Return each of the following rows verbatim, without altering any character.

## begin RECORDS FOR THE TASK

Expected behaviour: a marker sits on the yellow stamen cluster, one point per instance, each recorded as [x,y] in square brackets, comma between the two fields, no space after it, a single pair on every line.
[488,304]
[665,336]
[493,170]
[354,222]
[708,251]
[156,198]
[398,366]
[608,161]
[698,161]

## end RECORDS FOR THE TASK

SOLUTION TO THE EXERCISE:
Expected behaviour: a marker sits on the yellow stamen cluster, one point per instance, each recorded as [x,y] in square brackets, comma between the two fields, no space after it, a single pair on every line.
[488,304]
[665,336]
[493,170]
[354,222]
[708,251]
[156,198]
[398,366]
[608,161]
[698,161]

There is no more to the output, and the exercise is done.